[Some records]
# # #

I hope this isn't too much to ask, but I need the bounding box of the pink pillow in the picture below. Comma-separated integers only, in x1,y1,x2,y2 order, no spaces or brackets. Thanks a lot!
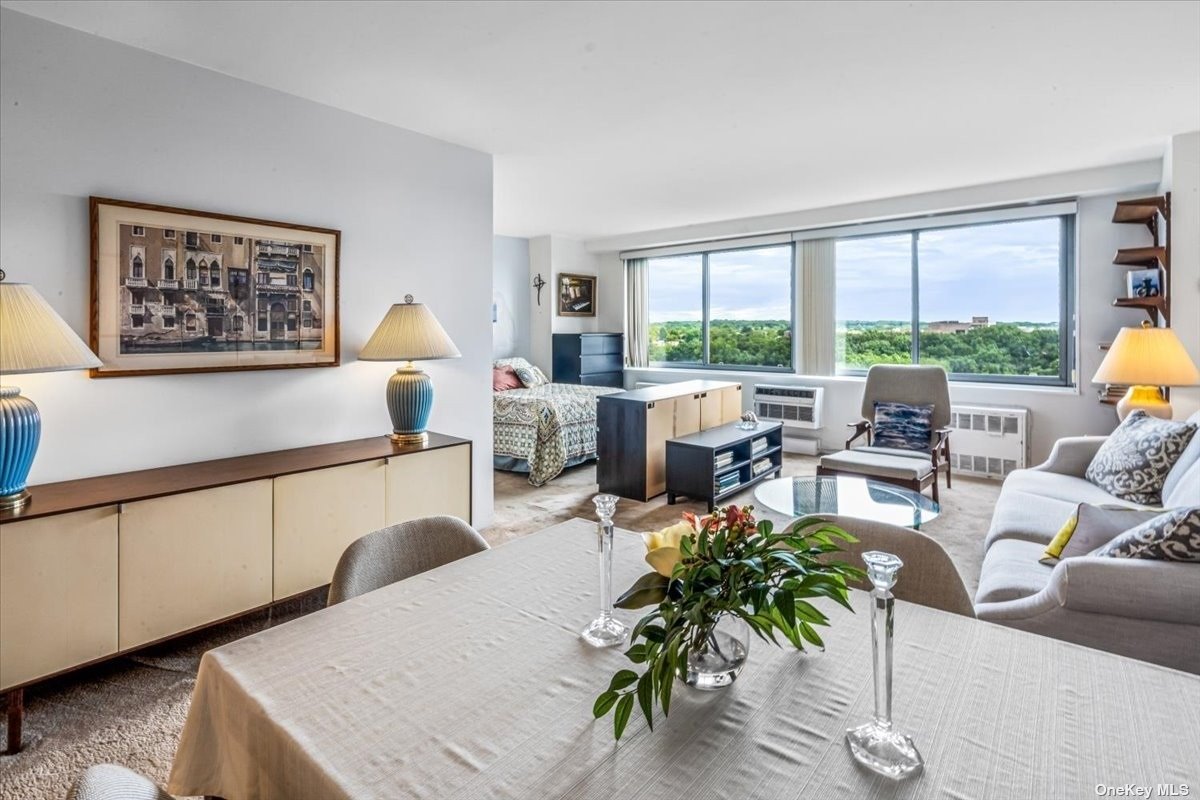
492,367,522,392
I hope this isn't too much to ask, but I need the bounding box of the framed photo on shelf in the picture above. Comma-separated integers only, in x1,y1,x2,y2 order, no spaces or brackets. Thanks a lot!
90,197,341,378
1126,269,1163,297
558,272,596,317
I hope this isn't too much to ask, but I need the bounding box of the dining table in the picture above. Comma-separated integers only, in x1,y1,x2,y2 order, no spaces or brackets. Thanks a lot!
168,519,1200,800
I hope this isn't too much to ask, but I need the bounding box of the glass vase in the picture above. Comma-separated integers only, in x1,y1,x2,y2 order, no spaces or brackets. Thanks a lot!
580,494,629,648
846,551,925,778
684,614,750,691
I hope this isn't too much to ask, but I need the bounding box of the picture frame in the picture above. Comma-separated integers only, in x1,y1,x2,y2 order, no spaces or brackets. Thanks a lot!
558,272,596,317
1126,269,1163,297
89,197,341,378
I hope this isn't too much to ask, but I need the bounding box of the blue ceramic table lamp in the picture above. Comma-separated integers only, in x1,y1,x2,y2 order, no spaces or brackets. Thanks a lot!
0,270,101,510
359,295,462,445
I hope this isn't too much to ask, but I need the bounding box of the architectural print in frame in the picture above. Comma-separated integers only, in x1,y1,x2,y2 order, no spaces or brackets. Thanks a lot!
558,272,596,317
91,197,341,377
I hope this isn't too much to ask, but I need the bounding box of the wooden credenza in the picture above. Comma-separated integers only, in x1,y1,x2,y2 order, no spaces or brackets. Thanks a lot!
0,433,472,750
596,380,742,503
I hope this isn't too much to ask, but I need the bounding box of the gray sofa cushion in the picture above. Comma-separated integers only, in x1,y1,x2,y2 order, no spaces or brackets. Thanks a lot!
1085,409,1196,505
1096,506,1200,564
976,539,1054,606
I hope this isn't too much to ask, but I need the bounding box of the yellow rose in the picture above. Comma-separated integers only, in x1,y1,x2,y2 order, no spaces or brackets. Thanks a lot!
642,522,696,578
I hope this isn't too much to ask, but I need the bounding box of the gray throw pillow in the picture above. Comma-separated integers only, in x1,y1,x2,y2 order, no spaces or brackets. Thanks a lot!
1093,506,1200,563
1085,410,1196,505
871,402,934,452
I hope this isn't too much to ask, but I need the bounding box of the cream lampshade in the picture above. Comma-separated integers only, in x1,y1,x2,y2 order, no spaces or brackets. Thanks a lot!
359,295,462,444
0,270,101,509
1092,321,1200,420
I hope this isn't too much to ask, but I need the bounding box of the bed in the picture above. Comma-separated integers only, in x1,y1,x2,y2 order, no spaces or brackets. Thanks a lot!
492,359,623,486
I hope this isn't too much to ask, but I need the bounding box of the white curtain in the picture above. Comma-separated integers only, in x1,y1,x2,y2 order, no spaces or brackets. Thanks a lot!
625,258,650,367
797,239,838,375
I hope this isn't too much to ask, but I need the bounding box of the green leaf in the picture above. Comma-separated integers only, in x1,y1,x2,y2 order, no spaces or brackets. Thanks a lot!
613,572,671,608
637,672,654,730
592,692,620,720
612,694,634,741
608,669,637,692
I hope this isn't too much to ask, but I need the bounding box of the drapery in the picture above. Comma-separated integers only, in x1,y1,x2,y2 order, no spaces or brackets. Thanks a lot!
625,258,650,367
796,239,838,375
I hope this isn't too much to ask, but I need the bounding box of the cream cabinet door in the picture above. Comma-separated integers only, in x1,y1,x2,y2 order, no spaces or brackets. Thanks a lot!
0,506,116,690
272,459,386,600
120,480,271,650
384,445,470,525
700,389,721,431
646,395,676,499
720,384,742,425
674,392,701,438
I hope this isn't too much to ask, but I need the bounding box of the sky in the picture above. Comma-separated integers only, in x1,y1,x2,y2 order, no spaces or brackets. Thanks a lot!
649,217,1060,323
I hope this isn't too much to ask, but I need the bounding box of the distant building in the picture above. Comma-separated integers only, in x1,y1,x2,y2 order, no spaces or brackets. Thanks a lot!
119,224,324,350
925,317,991,333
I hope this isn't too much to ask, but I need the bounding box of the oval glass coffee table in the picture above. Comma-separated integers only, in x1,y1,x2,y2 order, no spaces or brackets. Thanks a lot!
754,475,941,529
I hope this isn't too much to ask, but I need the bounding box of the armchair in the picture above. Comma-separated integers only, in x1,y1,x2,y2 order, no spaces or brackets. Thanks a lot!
817,365,952,501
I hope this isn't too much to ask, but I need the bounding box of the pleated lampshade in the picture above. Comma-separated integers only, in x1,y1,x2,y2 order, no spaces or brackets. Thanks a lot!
1092,326,1200,386
359,295,462,361
0,282,102,375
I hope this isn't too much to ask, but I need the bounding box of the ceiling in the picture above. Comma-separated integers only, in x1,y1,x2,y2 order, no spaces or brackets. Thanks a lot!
2,0,1200,239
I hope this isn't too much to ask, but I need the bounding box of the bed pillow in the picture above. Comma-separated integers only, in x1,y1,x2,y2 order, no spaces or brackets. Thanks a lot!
1093,506,1200,563
492,367,521,392
871,403,934,452
1084,409,1196,506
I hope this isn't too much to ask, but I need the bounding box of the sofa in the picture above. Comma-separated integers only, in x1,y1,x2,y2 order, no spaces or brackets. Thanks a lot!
974,413,1200,674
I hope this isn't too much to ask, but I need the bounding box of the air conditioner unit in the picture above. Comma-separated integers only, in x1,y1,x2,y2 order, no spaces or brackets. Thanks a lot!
754,384,824,428
950,404,1031,479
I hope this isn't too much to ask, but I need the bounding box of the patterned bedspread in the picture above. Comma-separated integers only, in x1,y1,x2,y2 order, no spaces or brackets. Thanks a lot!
492,384,624,486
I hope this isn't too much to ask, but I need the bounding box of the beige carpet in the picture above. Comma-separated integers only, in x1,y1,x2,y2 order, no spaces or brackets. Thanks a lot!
0,456,1000,800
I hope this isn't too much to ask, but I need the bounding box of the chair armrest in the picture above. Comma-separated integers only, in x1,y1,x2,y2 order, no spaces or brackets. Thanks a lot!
1033,437,1108,477
846,420,871,450
976,555,1200,625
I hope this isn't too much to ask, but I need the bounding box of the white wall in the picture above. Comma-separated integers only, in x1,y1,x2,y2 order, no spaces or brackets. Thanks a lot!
0,10,492,524
529,235,625,377
601,186,1150,462
492,236,529,359
1163,131,1200,419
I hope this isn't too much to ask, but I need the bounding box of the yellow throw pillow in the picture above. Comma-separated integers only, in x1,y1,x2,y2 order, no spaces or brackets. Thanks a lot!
1038,506,1079,566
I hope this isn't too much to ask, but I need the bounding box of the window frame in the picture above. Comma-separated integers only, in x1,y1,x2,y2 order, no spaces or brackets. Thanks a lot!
833,211,1079,389
647,241,797,374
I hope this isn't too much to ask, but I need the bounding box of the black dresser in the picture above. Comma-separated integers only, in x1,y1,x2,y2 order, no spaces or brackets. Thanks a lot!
553,333,625,389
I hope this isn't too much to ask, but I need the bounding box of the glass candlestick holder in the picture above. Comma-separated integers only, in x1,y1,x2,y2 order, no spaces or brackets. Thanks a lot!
846,551,925,778
580,494,629,648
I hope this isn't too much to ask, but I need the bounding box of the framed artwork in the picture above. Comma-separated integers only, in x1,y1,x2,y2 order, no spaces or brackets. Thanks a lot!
558,272,596,317
90,197,341,378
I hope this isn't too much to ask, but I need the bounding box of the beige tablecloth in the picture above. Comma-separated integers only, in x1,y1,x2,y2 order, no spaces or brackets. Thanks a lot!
169,521,1200,800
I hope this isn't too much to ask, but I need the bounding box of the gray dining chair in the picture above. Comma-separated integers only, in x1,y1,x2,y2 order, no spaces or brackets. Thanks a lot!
817,365,950,503
328,517,487,606
67,764,175,800
804,513,974,616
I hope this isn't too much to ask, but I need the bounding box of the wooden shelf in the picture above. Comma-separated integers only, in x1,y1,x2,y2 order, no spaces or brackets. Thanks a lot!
1112,247,1166,269
1112,197,1166,227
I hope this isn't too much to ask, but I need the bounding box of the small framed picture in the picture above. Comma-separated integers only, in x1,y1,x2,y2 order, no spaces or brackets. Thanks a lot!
558,272,596,317
1126,270,1163,297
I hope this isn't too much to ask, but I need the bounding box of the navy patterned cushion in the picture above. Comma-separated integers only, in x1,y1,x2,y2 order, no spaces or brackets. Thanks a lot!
871,403,934,452
1084,409,1196,506
1093,506,1200,563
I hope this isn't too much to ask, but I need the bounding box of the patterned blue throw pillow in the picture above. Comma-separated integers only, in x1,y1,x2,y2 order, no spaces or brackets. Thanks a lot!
872,403,934,452
1093,506,1200,561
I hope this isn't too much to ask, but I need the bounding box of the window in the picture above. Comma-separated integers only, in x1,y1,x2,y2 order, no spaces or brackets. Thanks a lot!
835,215,1074,385
647,243,794,369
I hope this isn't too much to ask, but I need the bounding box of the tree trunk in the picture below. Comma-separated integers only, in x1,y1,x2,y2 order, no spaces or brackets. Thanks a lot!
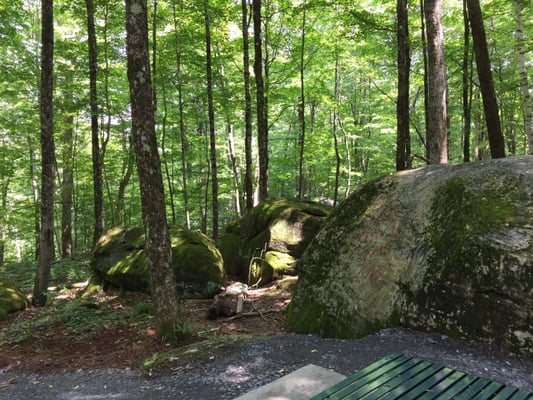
424,0,448,164
462,0,472,162
205,0,218,240
466,0,505,158
85,0,105,247
333,52,341,206
241,0,254,210
28,136,41,261
126,0,180,338
32,0,56,307
298,0,306,200
419,0,430,159
61,115,74,258
226,122,242,218
252,0,268,201
515,0,533,155
0,176,11,265
172,2,191,229
396,0,411,171
114,135,135,225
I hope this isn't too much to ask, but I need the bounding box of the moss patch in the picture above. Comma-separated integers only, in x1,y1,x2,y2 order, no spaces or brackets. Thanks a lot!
0,280,28,317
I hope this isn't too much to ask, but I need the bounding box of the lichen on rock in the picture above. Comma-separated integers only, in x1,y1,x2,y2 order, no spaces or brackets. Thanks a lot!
219,198,332,284
91,226,225,298
288,157,533,353
0,280,28,321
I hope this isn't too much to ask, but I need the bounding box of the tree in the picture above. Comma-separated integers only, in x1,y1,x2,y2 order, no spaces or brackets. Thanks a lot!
424,0,448,164
61,115,74,258
126,0,180,338
461,0,472,162
466,0,505,158
85,0,105,246
32,0,56,307
396,0,411,171
204,0,218,239
252,0,268,201
241,0,254,210
515,0,533,155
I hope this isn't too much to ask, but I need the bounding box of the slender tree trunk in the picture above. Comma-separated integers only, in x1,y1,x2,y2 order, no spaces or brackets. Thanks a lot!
424,0,448,164
252,0,268,201
241,0,254,210
515,0,533,155
298,0,306,200
205,0,218,240
396,0,411,171
466,0,505,158
28,136,41,261
161,82,176,225
172,1,191,229
462,0,472,162
61,115,74,258
333,53,341,206
226,122,242,217
420,0,431,159
32,0,56,307
85,0,105,247
115,135,135,225
126,0,180,338
0,176,11,265
152,0,158,109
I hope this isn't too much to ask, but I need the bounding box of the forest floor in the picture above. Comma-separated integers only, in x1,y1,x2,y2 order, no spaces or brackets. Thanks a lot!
0,286,290,373
0,276,533,400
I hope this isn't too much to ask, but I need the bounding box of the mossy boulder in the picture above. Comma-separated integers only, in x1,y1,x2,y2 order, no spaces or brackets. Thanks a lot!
0,279,28,321
288,157,533,354
219,199,332,283
91,227,225,297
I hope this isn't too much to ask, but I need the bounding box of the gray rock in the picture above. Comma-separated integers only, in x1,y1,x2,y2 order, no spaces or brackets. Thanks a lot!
0,280,28,321
219,199,332,284
91,227,225,298
288,157,533,353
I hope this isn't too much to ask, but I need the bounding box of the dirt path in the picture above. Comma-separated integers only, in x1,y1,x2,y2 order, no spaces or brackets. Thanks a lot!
0,328,533,400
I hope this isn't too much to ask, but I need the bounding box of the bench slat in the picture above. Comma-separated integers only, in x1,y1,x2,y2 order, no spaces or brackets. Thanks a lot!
310,353,533,400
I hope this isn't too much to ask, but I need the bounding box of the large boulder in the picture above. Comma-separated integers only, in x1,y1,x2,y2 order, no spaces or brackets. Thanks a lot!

# # #

* Instructions for the task
Reproduce the material above verbatim, from its beginning up to and including the line containing "168,519,1200,800", and omit the pictures from your output.

* Solution to the exercise
I hope this isn't too much to ask, but I need the bounding box of the pink pillow in the picture below. Comma-separated integers only, in x1,y1,x2,y2 order, no spaces or brackets. Thanks a lot!
492,367,522,392
I hope this isn't too much to ask, but I need the bounding box of the framed photo on shelf in the picture above. Comma-separated integers only, in x1,y1,x2,y2 order, no spaces or brackets. Thanks a lot!
90,197,341,378
1126,269,1163,297
558,272,596,317
I hope this isn't too much to ask, but I need the bounding box of the dining table in the picture above. Comma-separated integers only, in x1,y1,x2,y2 order, no spaces or brackets. Thanks a lot!
168,519,1200,800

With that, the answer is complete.